▶ _Aim of the task_
Edit the rows below so that every "one point per instance" reads "one point per object", and leave everything else unchanged.

=== Working data ===

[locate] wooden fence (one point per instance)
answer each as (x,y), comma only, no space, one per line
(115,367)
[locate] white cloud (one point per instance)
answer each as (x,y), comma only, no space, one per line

===

▶ _Result below_
[locate] wooden fence (one point per object)
answer each as (x,y), comma only, no space, one per line
(115,367)
[locate] white cloud (one point per object)
answer each as (x,y), comma only, no space, one per line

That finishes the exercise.